INSTRUCTIONS TO FOLLOW:
Would you return, word for word, the lines of the data below from the line with "Target: car window" through the line with "Target: silver suv", and no others?

DATA SHOWN:

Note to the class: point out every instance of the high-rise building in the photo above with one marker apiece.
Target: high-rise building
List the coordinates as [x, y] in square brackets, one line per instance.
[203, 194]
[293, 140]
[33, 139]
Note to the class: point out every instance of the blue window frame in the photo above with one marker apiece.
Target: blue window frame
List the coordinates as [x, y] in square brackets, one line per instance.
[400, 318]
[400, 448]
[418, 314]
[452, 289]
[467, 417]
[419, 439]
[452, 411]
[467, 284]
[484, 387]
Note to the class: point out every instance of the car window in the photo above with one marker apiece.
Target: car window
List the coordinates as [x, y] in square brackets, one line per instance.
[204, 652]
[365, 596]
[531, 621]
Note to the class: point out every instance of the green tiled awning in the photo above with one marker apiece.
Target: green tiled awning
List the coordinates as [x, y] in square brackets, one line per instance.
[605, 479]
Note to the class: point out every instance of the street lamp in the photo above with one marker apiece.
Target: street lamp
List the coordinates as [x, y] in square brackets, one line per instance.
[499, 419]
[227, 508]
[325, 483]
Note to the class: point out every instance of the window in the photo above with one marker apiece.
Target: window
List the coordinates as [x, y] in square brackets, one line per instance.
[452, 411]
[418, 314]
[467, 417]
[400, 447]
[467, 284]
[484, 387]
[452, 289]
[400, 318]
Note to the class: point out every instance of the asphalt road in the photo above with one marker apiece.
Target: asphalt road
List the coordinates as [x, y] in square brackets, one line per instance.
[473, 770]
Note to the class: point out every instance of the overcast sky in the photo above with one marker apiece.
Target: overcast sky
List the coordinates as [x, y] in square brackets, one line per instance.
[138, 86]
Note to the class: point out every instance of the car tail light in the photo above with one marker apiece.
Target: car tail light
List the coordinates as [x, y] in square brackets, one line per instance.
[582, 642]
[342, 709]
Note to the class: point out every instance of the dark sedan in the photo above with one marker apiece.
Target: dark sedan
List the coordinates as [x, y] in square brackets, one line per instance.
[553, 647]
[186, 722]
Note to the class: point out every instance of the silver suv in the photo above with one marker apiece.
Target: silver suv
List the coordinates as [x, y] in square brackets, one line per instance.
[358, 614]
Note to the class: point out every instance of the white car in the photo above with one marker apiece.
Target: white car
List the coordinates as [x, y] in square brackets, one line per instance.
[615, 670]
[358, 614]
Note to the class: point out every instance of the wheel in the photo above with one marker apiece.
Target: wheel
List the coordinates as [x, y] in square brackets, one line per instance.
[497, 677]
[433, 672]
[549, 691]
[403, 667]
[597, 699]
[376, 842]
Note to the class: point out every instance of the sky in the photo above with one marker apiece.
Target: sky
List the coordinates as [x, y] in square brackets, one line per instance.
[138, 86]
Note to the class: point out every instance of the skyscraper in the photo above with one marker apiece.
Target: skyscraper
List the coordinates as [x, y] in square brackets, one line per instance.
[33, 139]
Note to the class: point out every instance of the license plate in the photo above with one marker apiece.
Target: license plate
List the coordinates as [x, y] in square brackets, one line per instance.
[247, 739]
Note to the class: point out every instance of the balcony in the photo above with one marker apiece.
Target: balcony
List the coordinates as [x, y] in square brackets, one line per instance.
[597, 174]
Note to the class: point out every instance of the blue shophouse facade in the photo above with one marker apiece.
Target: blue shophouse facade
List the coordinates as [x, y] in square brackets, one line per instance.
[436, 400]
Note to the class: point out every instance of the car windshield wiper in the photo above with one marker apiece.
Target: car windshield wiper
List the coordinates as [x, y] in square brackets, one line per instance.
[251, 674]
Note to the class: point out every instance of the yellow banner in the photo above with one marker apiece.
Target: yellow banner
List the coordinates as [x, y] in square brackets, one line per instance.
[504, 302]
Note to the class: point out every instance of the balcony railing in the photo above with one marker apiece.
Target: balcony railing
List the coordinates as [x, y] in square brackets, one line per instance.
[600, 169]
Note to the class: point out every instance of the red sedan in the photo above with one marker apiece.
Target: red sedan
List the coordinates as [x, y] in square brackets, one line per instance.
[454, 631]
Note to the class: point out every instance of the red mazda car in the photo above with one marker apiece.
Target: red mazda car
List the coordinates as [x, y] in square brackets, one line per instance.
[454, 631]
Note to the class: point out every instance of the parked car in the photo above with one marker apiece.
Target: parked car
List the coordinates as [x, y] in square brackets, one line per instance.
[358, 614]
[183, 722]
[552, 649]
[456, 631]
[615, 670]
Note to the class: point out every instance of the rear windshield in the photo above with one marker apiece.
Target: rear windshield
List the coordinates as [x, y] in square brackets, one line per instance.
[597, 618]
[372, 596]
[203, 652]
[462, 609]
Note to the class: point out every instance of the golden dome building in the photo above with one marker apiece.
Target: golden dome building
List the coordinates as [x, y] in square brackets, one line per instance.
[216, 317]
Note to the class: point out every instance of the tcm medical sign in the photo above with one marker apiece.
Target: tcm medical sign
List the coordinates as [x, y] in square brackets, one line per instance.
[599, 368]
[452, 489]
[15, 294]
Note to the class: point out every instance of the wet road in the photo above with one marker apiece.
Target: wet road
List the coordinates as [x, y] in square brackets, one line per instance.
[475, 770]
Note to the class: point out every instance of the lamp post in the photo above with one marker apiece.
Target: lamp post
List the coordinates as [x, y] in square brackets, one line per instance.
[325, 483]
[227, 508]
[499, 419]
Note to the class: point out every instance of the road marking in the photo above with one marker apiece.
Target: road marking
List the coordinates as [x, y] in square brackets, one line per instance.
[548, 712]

RESPONSE TO THIS TASK:
Target: car window
List the coordinates as [x, y] in square brackets, one line per instance.
[204, 652]
[365, 596]
[531, 621]
Note to the class: point out every instance of the green tiled awning in the photo above with one marker apiece.
Target: green tiled awning
List the coordinates as [x, y] in square brackets, one line per instance.
[605, 479]
Note to the class: point out every instance of the street lamp in the photo above with one marker apiece.
Target: street lamp
List the coordinates as [x, y] in square brackets, one line per instance.
[499, 419]
[227, 508]
[325, 483]
Note to the class: point out every instance of the window in the photo above with one marker apiece.
Target: window
List the coordinates as [x, y] in square brackets, one line per instance.
[452, 411]
[418, 314]
[467, 417]
[400, 447]
[467, 284]
[484, 387]
[452, 289]
[400, 318]
Note to the class: point out every instance of the asphalt road in the photo above with one marker apiece.
Target: asphalt road
List the coordinates as [x, y] in square brackets, one line per instance.
[473, 770]
Note to the class: point out every instance of the overcast sky in the photo above with one marker apiece.
Target: overcast sky
List the coordinates as [x, y] in square brackets, one line per instance.
[138, 86]
Note to the class: point out every instance of the car tail light in the photo above with one marker apiece.
Target: car tail light
List the coordinates as [x, y] in square brackets, one line per instance.
[582, 642]
[342, 709]
Note to the class: point out every instance of the dark sedan in the photo above with one marker apiece.
Target: dark sedan
List the coordinates as [x, y] in square brackets, one line per instance.
[553, 647]
[186, 722]
Note to the class: point out every instance of the silver suv in the photo above with one marker apiece.
Target: silver suv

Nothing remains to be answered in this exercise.